───── EXERCISE DATA ─────

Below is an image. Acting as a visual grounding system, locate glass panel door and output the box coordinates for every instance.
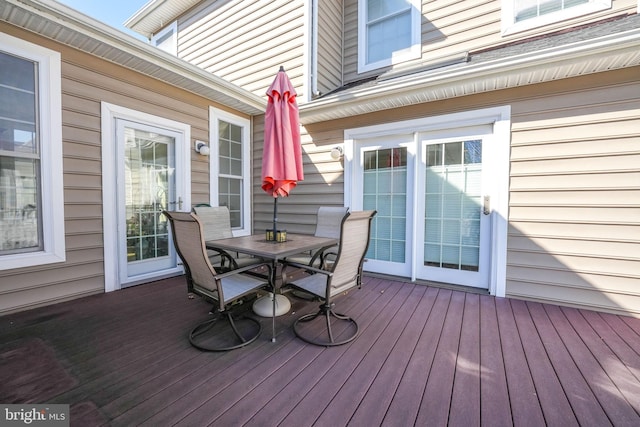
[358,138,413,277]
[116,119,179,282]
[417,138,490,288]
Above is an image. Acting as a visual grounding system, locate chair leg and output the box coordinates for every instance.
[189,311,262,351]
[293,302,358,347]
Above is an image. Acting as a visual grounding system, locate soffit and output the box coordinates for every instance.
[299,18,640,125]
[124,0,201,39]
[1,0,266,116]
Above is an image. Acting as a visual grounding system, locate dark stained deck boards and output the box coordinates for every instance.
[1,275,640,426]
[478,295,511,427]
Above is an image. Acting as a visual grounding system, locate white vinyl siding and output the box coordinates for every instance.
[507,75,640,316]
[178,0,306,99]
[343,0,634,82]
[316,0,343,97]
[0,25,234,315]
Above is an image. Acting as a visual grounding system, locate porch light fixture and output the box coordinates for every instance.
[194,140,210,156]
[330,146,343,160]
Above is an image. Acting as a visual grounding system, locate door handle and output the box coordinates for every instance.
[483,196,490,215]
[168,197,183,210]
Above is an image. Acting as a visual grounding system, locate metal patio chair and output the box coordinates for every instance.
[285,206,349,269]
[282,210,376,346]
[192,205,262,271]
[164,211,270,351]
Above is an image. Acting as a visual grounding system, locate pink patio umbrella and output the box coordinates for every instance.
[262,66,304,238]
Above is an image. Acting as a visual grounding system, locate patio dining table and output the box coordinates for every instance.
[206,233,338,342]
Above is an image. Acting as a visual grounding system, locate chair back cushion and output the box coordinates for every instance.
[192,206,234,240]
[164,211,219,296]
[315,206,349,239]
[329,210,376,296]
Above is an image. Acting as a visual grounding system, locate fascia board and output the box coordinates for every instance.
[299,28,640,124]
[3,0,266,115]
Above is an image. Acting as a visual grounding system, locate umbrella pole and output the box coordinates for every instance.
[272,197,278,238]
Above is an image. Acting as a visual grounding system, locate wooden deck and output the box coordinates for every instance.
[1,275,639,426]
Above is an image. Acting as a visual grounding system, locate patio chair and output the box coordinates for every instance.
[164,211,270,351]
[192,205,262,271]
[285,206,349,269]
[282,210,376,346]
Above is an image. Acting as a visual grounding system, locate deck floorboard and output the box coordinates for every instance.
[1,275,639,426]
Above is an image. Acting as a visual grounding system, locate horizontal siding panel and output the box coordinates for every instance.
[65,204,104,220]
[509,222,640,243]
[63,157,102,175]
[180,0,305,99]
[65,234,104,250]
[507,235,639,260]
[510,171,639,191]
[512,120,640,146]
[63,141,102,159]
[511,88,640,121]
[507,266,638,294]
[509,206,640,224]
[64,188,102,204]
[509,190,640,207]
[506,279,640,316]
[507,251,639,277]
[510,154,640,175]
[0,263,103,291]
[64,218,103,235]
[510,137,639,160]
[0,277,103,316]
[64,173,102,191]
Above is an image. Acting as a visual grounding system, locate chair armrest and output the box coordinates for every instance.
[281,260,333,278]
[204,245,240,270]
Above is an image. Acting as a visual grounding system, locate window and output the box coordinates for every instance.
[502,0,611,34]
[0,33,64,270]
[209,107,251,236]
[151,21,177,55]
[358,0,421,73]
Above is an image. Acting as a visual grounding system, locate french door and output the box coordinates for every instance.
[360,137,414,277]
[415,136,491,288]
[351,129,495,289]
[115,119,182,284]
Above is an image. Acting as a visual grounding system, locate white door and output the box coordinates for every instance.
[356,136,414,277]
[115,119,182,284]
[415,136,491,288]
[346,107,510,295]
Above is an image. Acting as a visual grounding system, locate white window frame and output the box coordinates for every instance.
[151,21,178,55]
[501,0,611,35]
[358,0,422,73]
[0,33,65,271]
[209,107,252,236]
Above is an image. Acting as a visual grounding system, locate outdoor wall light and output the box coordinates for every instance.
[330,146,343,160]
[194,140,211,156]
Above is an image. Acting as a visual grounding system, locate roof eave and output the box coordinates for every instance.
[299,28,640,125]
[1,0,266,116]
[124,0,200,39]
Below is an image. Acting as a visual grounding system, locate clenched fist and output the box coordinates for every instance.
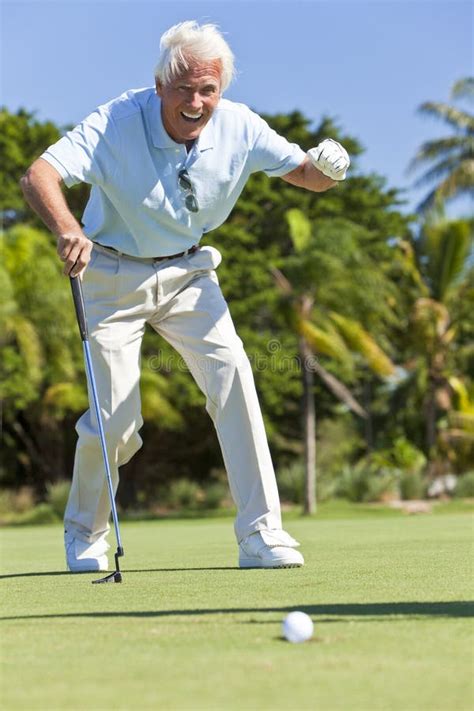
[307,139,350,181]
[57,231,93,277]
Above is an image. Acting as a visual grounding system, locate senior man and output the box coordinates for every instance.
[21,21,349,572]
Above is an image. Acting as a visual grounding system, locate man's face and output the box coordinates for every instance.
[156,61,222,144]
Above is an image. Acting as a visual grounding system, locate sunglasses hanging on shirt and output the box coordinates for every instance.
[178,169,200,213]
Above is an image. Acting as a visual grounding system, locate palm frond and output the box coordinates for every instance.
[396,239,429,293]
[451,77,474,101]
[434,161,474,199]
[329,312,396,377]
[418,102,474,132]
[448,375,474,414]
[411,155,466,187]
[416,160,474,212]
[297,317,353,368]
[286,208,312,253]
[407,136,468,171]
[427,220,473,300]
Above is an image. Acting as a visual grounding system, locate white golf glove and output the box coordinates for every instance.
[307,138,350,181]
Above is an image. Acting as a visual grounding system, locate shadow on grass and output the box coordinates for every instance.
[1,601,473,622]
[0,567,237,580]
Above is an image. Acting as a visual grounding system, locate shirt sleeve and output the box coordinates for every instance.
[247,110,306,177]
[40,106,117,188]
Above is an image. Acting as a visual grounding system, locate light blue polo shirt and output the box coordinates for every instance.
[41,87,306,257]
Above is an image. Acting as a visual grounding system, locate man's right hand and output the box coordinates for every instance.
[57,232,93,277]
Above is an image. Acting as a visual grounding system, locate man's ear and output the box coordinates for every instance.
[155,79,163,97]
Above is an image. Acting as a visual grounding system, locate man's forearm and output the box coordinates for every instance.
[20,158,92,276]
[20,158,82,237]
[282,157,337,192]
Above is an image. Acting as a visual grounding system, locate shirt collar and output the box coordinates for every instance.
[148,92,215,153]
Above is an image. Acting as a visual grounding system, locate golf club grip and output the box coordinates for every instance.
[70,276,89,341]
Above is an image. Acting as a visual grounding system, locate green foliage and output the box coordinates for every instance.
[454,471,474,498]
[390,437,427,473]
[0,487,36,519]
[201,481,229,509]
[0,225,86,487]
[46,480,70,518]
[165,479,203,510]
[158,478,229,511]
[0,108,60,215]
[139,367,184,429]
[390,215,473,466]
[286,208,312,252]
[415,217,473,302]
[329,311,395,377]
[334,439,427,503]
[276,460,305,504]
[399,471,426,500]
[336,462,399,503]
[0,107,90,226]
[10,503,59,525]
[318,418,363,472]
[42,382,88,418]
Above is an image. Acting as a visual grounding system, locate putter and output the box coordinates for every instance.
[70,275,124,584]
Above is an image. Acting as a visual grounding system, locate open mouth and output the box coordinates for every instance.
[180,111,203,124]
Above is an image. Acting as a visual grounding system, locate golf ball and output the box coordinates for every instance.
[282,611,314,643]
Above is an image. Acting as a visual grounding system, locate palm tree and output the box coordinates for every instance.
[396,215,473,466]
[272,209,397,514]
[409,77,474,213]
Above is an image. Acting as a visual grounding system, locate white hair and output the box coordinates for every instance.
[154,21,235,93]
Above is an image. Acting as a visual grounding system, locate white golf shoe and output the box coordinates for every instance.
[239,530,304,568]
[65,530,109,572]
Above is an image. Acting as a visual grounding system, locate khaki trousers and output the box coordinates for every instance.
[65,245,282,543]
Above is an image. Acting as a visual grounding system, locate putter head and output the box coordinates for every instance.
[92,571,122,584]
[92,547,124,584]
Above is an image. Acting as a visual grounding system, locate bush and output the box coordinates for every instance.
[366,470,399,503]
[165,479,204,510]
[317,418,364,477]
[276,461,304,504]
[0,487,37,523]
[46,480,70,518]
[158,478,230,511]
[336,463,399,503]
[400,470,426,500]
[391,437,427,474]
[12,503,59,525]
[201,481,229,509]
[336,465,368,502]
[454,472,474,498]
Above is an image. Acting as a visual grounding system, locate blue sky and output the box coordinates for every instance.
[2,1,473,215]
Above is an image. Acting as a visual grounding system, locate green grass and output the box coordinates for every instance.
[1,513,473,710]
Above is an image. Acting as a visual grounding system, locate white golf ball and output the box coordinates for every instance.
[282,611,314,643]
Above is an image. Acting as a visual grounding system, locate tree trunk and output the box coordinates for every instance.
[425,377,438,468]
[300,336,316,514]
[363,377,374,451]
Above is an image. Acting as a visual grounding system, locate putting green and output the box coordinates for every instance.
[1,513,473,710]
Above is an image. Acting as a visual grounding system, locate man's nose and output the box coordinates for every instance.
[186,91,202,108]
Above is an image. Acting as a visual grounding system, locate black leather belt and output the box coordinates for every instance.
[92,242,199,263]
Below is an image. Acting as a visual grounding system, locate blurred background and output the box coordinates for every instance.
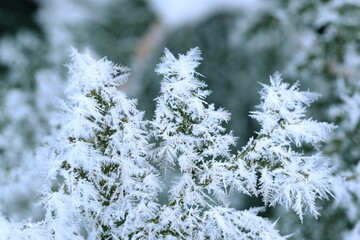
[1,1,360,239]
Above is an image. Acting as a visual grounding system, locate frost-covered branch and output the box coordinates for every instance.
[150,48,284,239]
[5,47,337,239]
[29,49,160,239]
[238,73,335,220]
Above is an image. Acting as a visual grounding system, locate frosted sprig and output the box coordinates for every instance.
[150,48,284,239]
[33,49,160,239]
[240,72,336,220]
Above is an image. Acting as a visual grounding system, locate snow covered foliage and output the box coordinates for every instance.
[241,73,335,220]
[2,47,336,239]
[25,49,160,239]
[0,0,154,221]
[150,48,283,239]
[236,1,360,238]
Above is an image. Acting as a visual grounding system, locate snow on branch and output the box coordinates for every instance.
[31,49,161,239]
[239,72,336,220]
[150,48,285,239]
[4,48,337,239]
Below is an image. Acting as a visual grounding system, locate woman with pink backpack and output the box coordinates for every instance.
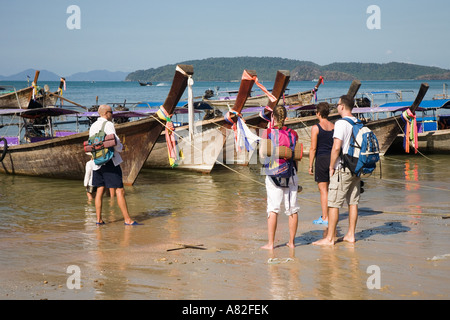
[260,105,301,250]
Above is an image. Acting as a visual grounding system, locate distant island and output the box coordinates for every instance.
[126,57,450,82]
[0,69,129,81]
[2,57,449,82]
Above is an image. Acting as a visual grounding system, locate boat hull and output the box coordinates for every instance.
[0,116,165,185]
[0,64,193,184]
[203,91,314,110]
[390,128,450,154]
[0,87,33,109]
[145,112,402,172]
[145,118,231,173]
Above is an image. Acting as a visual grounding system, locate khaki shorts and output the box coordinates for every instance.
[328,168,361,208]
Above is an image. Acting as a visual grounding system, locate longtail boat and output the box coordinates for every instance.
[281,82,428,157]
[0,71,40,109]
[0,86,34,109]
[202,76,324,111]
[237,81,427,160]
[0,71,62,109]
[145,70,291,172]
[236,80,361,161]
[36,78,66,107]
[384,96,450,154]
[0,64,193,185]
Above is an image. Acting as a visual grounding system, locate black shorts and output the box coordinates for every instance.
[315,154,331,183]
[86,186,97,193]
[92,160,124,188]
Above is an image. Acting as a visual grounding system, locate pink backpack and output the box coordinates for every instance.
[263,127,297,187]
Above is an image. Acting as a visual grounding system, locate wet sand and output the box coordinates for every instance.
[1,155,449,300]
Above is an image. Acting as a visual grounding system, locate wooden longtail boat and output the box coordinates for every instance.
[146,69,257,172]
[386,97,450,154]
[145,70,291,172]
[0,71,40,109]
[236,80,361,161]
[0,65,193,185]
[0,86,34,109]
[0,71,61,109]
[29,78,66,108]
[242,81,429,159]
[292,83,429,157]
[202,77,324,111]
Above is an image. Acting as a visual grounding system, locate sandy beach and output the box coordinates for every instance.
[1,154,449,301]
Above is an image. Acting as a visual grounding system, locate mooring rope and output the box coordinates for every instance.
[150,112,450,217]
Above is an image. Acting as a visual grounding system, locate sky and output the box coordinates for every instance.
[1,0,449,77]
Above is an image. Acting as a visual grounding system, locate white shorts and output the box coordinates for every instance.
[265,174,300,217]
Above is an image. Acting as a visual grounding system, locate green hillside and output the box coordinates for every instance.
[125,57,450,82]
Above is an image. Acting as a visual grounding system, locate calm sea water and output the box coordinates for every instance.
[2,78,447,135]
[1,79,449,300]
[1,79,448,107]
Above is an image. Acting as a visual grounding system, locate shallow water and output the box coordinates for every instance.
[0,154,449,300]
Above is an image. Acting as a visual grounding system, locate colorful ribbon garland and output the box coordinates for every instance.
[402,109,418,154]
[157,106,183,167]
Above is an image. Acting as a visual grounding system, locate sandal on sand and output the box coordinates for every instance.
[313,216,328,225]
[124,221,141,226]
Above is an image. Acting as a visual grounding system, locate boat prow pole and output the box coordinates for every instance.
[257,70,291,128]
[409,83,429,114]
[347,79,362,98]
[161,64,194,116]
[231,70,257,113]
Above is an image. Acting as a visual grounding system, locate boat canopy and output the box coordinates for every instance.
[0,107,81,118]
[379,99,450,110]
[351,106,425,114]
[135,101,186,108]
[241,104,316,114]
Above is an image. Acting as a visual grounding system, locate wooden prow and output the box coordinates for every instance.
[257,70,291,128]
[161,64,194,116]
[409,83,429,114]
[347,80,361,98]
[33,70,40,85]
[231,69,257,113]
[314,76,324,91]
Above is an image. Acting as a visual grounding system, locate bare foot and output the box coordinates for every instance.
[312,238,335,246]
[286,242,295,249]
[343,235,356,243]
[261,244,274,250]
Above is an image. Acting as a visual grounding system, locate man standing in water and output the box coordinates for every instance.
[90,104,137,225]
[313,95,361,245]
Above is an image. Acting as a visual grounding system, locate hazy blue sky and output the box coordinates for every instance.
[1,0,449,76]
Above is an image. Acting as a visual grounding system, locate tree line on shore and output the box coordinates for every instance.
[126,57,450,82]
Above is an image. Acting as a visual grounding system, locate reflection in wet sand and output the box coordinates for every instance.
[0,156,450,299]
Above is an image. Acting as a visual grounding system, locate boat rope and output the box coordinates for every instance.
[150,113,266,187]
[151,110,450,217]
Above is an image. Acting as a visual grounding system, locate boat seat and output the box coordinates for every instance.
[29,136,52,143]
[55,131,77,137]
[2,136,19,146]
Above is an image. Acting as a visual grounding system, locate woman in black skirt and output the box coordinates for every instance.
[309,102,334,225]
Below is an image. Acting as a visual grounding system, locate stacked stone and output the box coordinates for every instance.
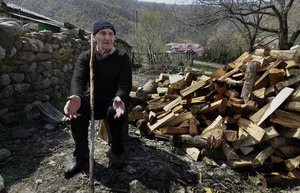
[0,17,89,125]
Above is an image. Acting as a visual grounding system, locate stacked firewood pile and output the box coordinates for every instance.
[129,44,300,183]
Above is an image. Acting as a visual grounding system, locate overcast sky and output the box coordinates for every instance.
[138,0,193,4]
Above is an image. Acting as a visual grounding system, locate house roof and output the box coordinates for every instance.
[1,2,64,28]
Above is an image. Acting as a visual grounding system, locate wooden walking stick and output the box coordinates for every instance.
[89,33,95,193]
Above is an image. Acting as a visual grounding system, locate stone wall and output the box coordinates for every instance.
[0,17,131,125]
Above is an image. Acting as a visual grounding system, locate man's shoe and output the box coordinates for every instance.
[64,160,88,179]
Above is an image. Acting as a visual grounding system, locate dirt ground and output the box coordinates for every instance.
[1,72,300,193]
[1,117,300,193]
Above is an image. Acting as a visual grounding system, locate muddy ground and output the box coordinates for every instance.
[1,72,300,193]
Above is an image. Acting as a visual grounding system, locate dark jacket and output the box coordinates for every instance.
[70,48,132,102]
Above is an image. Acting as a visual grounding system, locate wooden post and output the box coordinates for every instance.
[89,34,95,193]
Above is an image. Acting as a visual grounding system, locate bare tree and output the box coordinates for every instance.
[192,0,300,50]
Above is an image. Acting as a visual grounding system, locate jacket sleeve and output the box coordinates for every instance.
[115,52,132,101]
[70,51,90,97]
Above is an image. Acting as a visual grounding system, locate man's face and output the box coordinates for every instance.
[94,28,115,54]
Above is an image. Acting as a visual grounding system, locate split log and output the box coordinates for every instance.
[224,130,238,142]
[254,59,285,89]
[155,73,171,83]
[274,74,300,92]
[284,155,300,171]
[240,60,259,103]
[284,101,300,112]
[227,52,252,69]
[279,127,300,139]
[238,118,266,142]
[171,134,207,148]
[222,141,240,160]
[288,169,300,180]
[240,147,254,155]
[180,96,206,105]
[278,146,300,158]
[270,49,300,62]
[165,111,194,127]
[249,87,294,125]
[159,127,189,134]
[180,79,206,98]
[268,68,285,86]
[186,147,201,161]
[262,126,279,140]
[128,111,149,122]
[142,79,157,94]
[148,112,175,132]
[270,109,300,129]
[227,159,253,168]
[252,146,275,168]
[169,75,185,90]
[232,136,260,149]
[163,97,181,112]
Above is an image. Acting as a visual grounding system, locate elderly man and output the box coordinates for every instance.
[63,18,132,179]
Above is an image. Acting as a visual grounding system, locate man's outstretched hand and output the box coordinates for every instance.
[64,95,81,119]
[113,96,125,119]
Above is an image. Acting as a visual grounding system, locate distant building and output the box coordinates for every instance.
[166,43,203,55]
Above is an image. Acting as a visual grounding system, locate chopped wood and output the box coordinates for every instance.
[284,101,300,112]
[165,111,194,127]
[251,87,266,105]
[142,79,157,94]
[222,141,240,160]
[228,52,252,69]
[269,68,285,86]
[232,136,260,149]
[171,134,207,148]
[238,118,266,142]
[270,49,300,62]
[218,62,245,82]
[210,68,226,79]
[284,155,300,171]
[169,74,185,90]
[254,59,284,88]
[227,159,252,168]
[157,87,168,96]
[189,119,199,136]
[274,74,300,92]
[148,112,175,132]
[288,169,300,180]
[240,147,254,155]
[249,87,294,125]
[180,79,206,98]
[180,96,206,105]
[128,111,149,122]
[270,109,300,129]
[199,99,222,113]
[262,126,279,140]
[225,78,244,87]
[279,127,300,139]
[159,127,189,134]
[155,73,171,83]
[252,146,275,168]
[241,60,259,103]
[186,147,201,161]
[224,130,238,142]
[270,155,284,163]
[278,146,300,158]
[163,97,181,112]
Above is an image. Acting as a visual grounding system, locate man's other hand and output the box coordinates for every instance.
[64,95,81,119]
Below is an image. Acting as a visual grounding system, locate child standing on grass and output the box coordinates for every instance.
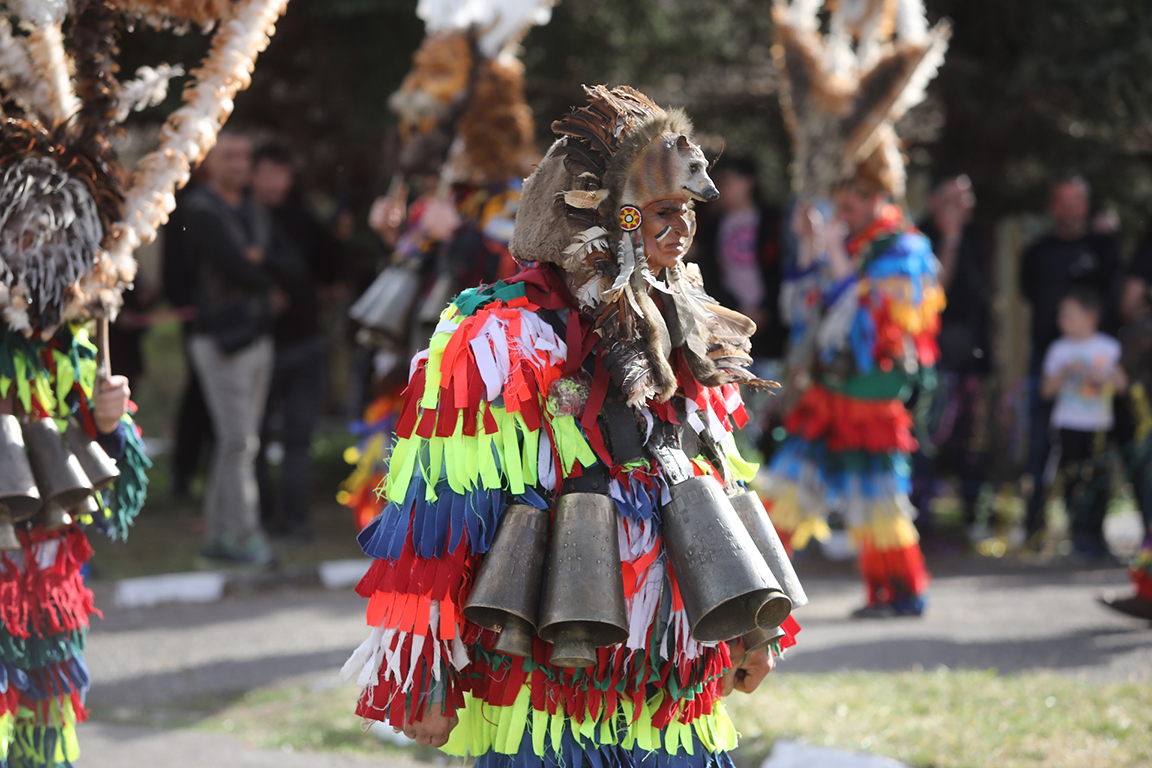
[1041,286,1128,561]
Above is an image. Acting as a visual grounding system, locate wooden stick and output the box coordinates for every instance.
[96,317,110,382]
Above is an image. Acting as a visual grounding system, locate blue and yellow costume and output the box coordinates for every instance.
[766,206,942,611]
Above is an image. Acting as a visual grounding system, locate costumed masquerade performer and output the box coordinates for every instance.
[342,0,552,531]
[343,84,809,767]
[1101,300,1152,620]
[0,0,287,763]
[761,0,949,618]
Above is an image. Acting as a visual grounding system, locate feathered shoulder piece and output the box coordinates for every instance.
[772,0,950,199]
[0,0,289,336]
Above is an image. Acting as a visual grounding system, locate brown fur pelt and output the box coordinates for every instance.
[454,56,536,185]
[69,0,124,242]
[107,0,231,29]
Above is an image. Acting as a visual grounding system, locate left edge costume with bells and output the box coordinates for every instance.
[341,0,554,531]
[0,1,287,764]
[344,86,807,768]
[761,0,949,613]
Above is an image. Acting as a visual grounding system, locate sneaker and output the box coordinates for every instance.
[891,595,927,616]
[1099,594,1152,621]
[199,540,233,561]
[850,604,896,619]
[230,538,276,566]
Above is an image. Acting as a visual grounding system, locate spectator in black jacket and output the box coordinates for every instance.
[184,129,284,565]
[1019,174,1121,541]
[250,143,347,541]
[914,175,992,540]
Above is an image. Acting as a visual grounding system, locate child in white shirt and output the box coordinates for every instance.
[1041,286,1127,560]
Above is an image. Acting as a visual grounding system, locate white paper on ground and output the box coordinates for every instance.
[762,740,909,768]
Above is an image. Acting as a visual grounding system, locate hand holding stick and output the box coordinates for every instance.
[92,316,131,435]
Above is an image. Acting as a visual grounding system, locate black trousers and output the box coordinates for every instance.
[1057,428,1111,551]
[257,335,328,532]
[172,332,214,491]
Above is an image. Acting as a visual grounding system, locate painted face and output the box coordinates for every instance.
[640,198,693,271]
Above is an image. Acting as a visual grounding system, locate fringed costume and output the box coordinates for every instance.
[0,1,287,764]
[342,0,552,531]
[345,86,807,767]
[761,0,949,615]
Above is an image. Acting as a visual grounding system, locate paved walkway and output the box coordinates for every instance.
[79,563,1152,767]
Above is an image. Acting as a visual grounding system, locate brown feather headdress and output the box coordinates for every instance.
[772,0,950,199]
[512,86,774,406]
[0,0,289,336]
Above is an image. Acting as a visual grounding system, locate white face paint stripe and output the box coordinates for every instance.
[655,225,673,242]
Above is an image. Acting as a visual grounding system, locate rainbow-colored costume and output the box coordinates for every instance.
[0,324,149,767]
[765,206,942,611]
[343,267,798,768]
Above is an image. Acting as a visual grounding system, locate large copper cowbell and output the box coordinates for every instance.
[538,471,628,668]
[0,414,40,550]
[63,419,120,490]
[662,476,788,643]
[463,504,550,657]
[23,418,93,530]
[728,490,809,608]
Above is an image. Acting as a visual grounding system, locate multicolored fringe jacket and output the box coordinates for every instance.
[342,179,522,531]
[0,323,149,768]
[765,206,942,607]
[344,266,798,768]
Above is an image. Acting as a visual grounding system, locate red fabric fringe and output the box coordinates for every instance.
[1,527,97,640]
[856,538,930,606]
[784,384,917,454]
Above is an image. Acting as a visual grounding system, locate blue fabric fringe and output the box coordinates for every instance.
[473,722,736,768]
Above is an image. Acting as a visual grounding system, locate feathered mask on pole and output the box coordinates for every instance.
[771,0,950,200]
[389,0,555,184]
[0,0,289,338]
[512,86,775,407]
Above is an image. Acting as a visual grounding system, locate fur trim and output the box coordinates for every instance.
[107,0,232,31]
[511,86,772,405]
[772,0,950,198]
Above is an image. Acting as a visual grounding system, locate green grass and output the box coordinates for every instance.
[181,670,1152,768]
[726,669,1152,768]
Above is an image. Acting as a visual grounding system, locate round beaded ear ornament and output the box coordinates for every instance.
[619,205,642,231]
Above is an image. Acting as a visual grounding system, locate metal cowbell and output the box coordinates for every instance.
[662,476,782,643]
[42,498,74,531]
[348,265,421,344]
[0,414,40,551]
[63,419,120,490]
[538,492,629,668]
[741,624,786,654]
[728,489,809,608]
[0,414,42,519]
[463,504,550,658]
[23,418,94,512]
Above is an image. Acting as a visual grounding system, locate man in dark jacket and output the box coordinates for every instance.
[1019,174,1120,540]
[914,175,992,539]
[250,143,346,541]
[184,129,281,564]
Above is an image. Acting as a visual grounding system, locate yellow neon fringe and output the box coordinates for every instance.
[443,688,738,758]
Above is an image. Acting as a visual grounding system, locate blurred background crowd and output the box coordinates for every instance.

─────

* DIRECTIONS *
Once you reach the line that contains "locate blue fabric", print it and every line after it exactly as written, stopping at the last line of the records and adding nothing.

* RESULT BELOW *
Above is an image. Acting as a visual grounding system, locate blue fabric fringe and output the box coordinates for every instance.
[473,722,736,768]
Above is an image. Acting as a visual grounding system, locate feathered mask on pole and output the box coordinates for every instance.
[771,0,950,200]
[389,0,555,184]
[0,0,289,338]
[512,86,775,407]
Above is an image. Acting as a visual grounding system, locate fur trim and output the box coordinates for every instance.
[107,0,232,31]
[511,86,772,405]
[772,0,950,198]
Above is an image. Acting as a visual grounding system, locate green grass and output the box coordinates for every instance.
[181,670,1152,768]
[726,669,1152,768]
Above is an image. Acting as a visual grounding system, locate round beaded ear ornament and output the box coordinates for every instance.
[619,205,642,231]
Above is an image. Acting as a visual grounding system, locate metal cowbell and output the box coordinates for every instance.
[662,476,782,643]
[42,498,74,531]
[348,265,421,344]
[0,414,40,551]
[63,419,120,490]
[538,492,629,668]
[741,624,786,654]
[728,489,809,608]
[0,414,42,519]
[463,504,550,658]
[23,418,94,512]
Above is an image. Acting as a visual grounding system, locate man in dark jacket and output the box coordinates for every instance.
[1019,174,1120,540]
[914,175,992,539]
[250,143,346,541]
[184,129,281,564]
Above is an image. Acting as a visual grounding system, locate yellow neon fringe and output the box coordinates for every instance.
[443,688,738,758]
Above is an image. Acting as a visual grounding system, locate blurred background crowd and output the box coordinates for every instance.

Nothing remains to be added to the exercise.